Items from a data source:

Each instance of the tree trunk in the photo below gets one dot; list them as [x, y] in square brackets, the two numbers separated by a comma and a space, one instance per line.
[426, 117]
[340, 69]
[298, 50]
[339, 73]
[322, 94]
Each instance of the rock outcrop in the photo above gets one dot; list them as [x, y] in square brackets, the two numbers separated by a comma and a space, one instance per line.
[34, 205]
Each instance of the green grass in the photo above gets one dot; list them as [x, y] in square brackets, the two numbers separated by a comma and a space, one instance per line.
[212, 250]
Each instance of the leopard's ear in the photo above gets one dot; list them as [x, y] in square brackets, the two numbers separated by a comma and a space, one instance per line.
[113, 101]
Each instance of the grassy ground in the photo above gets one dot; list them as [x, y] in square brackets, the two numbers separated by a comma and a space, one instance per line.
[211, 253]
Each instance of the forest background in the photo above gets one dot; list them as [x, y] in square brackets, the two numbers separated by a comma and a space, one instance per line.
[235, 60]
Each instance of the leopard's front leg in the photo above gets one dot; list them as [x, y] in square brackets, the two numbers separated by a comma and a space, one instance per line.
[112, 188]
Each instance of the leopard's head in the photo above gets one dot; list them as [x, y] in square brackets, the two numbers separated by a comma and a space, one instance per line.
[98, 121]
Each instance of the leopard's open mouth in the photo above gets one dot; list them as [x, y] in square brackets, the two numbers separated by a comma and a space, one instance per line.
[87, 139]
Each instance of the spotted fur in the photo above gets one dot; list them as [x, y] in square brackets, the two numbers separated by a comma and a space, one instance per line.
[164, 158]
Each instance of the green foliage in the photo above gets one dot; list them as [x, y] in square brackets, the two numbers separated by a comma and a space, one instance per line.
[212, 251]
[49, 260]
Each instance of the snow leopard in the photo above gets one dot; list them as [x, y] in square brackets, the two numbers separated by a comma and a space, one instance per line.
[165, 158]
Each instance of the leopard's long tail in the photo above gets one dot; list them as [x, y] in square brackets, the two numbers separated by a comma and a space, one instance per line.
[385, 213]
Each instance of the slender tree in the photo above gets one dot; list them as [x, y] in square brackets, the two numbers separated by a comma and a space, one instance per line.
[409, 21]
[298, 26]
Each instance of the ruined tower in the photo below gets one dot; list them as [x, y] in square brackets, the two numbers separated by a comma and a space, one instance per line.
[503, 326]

WHAT THE TASK REQUIRES:
Beginning with the line that contains "Each instance of the leopard's long", repeat every line through the end of the records and nothing more.

RESPONSE TO THIS EXERCISE:
Each instance of the leopard's long tail in the photo above gets one dot; list them as [x, y] in square brackets, the two numbers separated by a comma and a space, one instance per line.
[385, 213]
Each instance of the slender tree in the photo above gets one dot; list them as [x, y] in square brackets, the two numbers separated by a comma and a space, one instance per line.
[409, 21]
[298, 26]
Each instance of the ruined tower in the photo below gets one dot; list them as [x, y] in square brackets, the two numbers separated by a comma and a space, one instance per line.
[503, 326]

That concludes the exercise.